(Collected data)
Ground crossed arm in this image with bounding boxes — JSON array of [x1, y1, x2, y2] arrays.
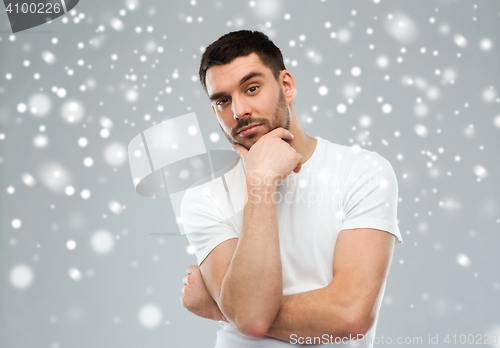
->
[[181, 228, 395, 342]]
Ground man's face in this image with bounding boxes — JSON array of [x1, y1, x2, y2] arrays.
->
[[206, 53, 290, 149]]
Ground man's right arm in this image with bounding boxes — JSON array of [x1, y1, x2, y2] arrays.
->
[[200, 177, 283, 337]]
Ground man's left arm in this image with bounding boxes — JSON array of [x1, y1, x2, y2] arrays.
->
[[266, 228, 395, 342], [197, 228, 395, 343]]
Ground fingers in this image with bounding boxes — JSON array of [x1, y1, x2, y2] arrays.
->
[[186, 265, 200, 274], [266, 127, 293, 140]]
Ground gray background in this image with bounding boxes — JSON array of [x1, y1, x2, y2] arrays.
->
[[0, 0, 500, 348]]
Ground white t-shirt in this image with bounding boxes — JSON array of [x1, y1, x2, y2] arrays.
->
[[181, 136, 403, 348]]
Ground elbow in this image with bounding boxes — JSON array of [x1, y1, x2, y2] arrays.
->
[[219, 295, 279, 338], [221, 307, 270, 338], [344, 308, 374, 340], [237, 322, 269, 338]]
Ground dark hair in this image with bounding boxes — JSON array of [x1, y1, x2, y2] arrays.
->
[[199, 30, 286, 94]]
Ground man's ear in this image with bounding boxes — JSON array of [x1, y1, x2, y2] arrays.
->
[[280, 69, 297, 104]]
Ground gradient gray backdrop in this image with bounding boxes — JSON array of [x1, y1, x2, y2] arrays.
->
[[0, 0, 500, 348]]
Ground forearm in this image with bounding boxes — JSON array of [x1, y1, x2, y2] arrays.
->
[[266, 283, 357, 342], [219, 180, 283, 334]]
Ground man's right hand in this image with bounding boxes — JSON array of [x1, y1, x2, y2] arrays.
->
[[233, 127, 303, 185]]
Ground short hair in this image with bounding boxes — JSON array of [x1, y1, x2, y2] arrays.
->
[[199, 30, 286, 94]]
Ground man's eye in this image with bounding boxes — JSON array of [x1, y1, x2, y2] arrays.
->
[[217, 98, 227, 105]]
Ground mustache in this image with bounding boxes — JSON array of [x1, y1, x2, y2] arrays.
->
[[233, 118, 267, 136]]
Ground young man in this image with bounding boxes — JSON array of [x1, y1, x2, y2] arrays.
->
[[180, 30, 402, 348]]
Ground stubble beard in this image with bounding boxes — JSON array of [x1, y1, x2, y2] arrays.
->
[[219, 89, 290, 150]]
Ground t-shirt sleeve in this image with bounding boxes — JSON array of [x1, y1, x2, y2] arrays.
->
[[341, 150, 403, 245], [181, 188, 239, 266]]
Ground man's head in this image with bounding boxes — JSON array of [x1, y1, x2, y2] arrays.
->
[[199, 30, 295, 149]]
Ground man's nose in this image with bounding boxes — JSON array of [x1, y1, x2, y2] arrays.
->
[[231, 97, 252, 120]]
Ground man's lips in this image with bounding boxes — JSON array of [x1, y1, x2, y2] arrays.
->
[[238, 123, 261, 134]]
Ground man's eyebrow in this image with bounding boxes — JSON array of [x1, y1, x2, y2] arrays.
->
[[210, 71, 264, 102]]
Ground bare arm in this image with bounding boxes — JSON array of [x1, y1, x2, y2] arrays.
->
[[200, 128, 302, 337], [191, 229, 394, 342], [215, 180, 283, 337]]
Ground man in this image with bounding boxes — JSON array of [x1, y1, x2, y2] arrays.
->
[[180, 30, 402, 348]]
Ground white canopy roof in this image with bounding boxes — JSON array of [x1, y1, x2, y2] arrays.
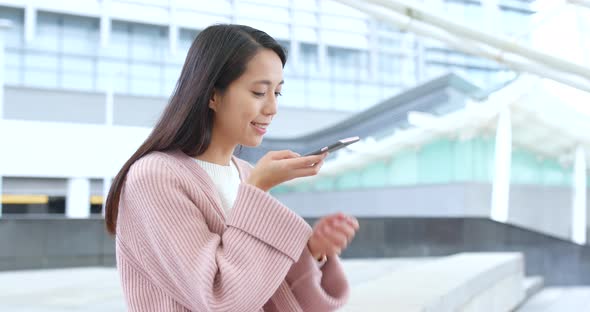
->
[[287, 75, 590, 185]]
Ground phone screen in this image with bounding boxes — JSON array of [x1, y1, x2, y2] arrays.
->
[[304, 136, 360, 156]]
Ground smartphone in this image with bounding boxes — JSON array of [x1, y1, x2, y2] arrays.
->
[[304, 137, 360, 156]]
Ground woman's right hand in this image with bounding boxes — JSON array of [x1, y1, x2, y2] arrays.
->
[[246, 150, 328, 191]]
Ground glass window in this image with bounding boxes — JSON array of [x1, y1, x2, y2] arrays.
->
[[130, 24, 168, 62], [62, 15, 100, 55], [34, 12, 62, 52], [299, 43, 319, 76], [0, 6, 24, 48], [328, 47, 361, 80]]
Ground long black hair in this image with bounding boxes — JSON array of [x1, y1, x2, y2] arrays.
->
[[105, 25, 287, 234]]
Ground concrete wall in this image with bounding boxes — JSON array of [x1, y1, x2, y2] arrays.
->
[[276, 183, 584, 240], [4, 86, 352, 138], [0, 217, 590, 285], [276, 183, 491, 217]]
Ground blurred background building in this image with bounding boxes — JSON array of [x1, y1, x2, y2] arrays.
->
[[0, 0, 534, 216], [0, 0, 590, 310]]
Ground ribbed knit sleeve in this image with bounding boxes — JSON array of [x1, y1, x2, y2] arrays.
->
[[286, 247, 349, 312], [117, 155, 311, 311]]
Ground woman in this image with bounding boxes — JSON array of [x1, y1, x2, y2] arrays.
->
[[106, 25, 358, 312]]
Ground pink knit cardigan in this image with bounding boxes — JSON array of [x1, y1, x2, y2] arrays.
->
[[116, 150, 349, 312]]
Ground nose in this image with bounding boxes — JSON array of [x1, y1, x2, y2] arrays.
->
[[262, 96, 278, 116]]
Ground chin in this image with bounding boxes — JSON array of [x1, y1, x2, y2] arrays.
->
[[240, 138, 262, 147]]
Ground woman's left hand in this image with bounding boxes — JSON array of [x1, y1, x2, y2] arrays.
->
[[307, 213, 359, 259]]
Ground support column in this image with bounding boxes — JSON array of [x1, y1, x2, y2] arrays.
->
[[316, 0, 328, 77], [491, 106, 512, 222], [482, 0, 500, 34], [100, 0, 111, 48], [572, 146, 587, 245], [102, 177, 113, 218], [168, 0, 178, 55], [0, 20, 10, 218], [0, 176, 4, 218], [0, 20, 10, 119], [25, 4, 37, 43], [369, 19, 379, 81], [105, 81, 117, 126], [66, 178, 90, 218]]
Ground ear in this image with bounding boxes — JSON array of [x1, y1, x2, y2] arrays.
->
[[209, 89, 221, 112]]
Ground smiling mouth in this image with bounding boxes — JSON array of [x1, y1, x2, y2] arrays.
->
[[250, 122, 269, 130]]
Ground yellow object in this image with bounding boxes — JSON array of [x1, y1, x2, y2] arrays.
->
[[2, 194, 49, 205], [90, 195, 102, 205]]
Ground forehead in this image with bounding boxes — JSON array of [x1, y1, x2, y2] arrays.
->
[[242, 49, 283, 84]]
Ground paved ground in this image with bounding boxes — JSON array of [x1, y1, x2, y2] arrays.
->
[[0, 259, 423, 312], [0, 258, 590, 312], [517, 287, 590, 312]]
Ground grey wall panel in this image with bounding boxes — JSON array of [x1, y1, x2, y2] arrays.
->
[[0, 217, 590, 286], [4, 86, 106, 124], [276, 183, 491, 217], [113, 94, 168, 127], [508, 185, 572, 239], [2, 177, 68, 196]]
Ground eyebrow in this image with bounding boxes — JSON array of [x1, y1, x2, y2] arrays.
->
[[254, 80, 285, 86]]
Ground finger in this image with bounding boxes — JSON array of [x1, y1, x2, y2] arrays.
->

** What the task requires **
Render every row above as a numbered list, skipping blank lines and leaving out the pictures.

** Task response **
1. Ground crossed arm in this image with bounding boxes — JSON array of [x1, y1, x2, y2] arrays.
2. ->
3. [[181, 228, 395, 342]]
4. Ground man's face in this image with bounding boxes — JSON array of [x1, y1, x2, y2] arrays.
5. ->
6. [[206, 53, 290, 149]]
7. Ground man's right arm in this image with bounding boxes — JSON array of [x1, y1, x2, y2] arrays.
8. ->
9. [[200, 177, 283, 337]]
10. Ground man's left arm in this image with bounding boxes — JSON array of [x1, y1, x2, y2] arrays.
11. ->
12. [[266, 228, 395, 342], [197, 228, 395, 343]]
13. Ground fingers in this image with bounding boxes — JSON array of [x1, y1, x2, y2] arrays.
14. ->
15. [[186, 265, 200, 274], [266, 127, 293, 140]]
16. Ground gray background in this image with bounding boxes — JSON array of [x1, y1, x2, y2] arrays.
17. ->
18. [[0, 0, 500, 348]]
19. Ground white t-shirt in this image with bounding boxes — JSON array of [x1, y1, x2, y2] arrays.
20. ->
21. [[181, 136, 403, 348]]
22. Ground elbow in this image with bounding boxes — JSON array of [x1, y1, x2, y2] arrays.
23. ->
24. [[219, 295, 279, 338], [221, 307, 270, 338], [344, 308, 374, 340], [237, 322, 269, 338]]
25. Ground dark hair in this image with bounding boxes — JSON array of [x1, y1, x2, y2] arrays.
26. ->
27. [[199, 30, 286, 94]]
28. Ground man's ear in this image with bounding boxes — JSON array of [x1, y1, x2, y2] arrays.
29. ->
30. [[280, 69, 297, 104]]
31. Ground gradient gray backdrop in this image with bounding boxes — JSON array of [x1, y1, x2, y2] arrays.
32. ->
33. [[0, 0, 500, 348]]
34. Ground forearm in this image with bounding boxes — JSON array of [x1, y1, x2, y2] arrays.
35. ->
36. [[266, 283, 357, 342], [219, 180, 283, 334]]
37. Ground man's right hand in this image with bounding boxes — JSON array of [x1, y1, x2, y2] arrays.
38. ->
39. [[233, 127, 303, 185]]
40. Ground short hair in this image with bounding boxes — JSON array of [x1, y1, x2, y2] arrays.
41. ->
42. [[199, 30, 286, 94]]
43. Ground man's eye in this image with bounding boxes — JSON array of [x1, y1, x2, y2] arrays.
44. ->
45. [[217, 98, 227, 105]]
46. Ground mustache in this image with bounding boxes — JSON array of [x1, y1, x2, y2] arrays.
47. ->
48. [[233, 118, 267, 136]]
49. Ground young man in this image with bounding boxes — JSON array of [x1, y1, x2, y2] arrays.
50. ->
51. [[180, 30, 402, 348]]
52. Ground stubble beard in this image with bounding boxes — JSON array of [x1, y1, x2, y2] arrays.
53. ->
54. [[219, 89, 290, 150]]
55. Ground t-shirt sleeve in this image with bounding boxes — JSON array of [x1, y1, x2, y2] arrays.
56. ->
57. [[341, 150, 403, 245], [181, 188, 239, 266]]
58. Ground man's head in this image with bounding boxes — JSON array of [x1, y1, x2, y2] arrays.
59. ->
60. [[199, 30, 295, 149]]
61. Ground man's nose in this image with bounding boxes — JSON array of [x1, y1, x2, y2] arrays.
62. ->
63. [[231, 97, 252, 120]]
64. Ground man's lips in this image with bounding boxes — JSON array of [x1, y1, x2, y2] arrays.
65. ->
66. [[238, 123, 261, 134]]
67. Ground man's eyebrow in this image with bounding boxes — JSON array of [x1, y1, x2, y2] arrays.
68. ->
69. [[210, 71, 264, 102]]
70. Ground bare arm in this image with bounding boxes — JSON array of [x1, y1, x2, y2] arrays.
71. ->
72. [[200, 128, 302, 337], [191, 229, 394, 342], [215, 180, 283, 337]]
73. Ground man in this image with bounding boxes — JSON array of [x1, y1, x2, y2] arrays.
74. ->
75. [[180, 30, 402, 348]]
76. Ground white canopy roof in this image with bounding boxes — JSON array of [x1, y1, x2, y2] arrays.
77. ->
78. [[287, 75, 590, 185]]
79. Ground phone screen in this image with bounding boxes — JSON array of [x1, y1, x2, y2] arrays.
80. ->
81. [[304, 136, 360, 156]]
82. Ground smartphone in this image with bounding boxes — JSON array of [x1, y1, x2, y2] arrays.
83. ->
84. [[304, 137, 360, 156]]
85. Ground woman's right hand in this image with bounding boxes — JSON array of [x1, y1, x2, y2] arrays.
86. ->
87. [[246, 150, 328, 191]]
88. Ground glass window in this image with bounding boxes — JSON array of [x1, y1, x2, y2] arrays.
89. ->
90. [[130, 24, 168, 62], [62, 15, 100, 55], [34, 12, 62, 52], [299, 43, 319, 76], [0, 6, 24, 48], [328, 47, 361, 80]]
91. Ground long black hair in this image with bounding boxes — JSON array of [x1, y1, x2, y2] arrays.
92. ->
93. [[105, 25, 287, 234]]
94. Ground concrete wall in this image with bounding boxes — JSON array of [x1, y1, x2, y2] arrays.
95. ->
96. [[276, 183, 584, 240], [4, 86, 352, 138], [0, 217, 590, 285], [276, 183, 491, 217]]
97. Ground blurred background building in this image with bounding boxes — JSON array of [x1, y1, x2, y2] arrays.
98. ->
99. [[0, 0, 534, 216], [0, 0, 590, 310]]
100. Ground ribbed knit sleeve in this image with bounding boxes — JSON array of [x1, y1, x2, y2] arrays.
101. ->
102. [[286, 247, 349, 312], [117, 155, 311, 311]]
103. Ground woman in this image with bounding boxes — JSON array of [x1, y1, x2, y2] arrays.
104. ->
105. [[106, 25, 358, 312]]
106. Ground pink knit cardigan in this image with bounding boxes — JSON array of [x1, y1, x2, y2] arrays.
107. ->
108. [[116, 150, 349, 312]]
109. Ground nose in this image with bounding boxes — JSON array of [x1, y1, x2, y2] arrays.
110. ->
111. [[262, 96, 278, 116]]
112. Ground chin in this image with bounding boxes — JSON array of [x1, y1, x2, y2] arrays.
113. ->
114. [[240, 138, 262, 147]]
115. Ground woman's left hand in this image with bounding boxes — JSON array of [x1, y1, x2, y2] arrays.
116. ->
117. [[307, 213, 359, 259]]
118. Ground support column in this image with bounding boxes — JSON array of [x1, y1, x2, y2] arrays.
119. ->
120. [[316, 0, 328, 77], [491, 106, 512, 222], [482, 0, 500, 34], [100, 0, 111, 48], [572, 146, 587, 245], [102, 177, 113, 218], [168, 0, 178, 55], [0, 20, 10, 218], [0, 176, 4, 218], [0, 20, 10, 119], [25, 4, 37, 43], [369, 19, 379, 81], [105, 81, 117, 126], [66, 178, 90, 218]]
121. Ground ear in this image with bounding boxes — JSON array of [x1, y1, x2, y2] arrays.
122. ->
123. [[209, 89, 221, 112]]
124. Ground smiling mouth in this image with bounding boxes — JSON array of [x1, y1, x2, y2] arrays.
125. ->
126. [[250, 122, 269, 130]]
127. Ground yellow object in this image with bounding boxes — JSON array of [x1, y1, x2, y2] arrays.
128. ->
129. [[2, 194, 49, 205], [90, 195, 102, 205]]
130. Ground forehead in this image with bounding boxes — JSON array of [x1, y1, x2, y2] arrays.
131. ->
132. [[242, 49, 283, 84]]
133. Ground paved ground in this image with bounding boxes — JSON array of [x1, y1, x2, y2] arrays.
134. ->
135. [[0, 259, 423, 312], [0, 258, 590, 312], [517, 287, 590, 312]]
136. Ground grey wall panel in this image with bounding boxes — JSON array of [x1, y1, x2, y2] arrays.
137. ->
138. [[0, 217, 590, 286], [4, 86, 106, 124], [276, 183, 491, 217], [113, 94, 168, 127], [508, 185, 572, 239], [2, 177, 68, 196]]
139. Ground eyebrow in this image with bounding boxes — JSON array of [x1, y1, x2, y2] arrays.
140. ->
141. [[254, 80, 285, 86]]
142. Ground finger in this image with bounding boxes — JSON array of [x1, y1, x2, y2] arrays.
143. ->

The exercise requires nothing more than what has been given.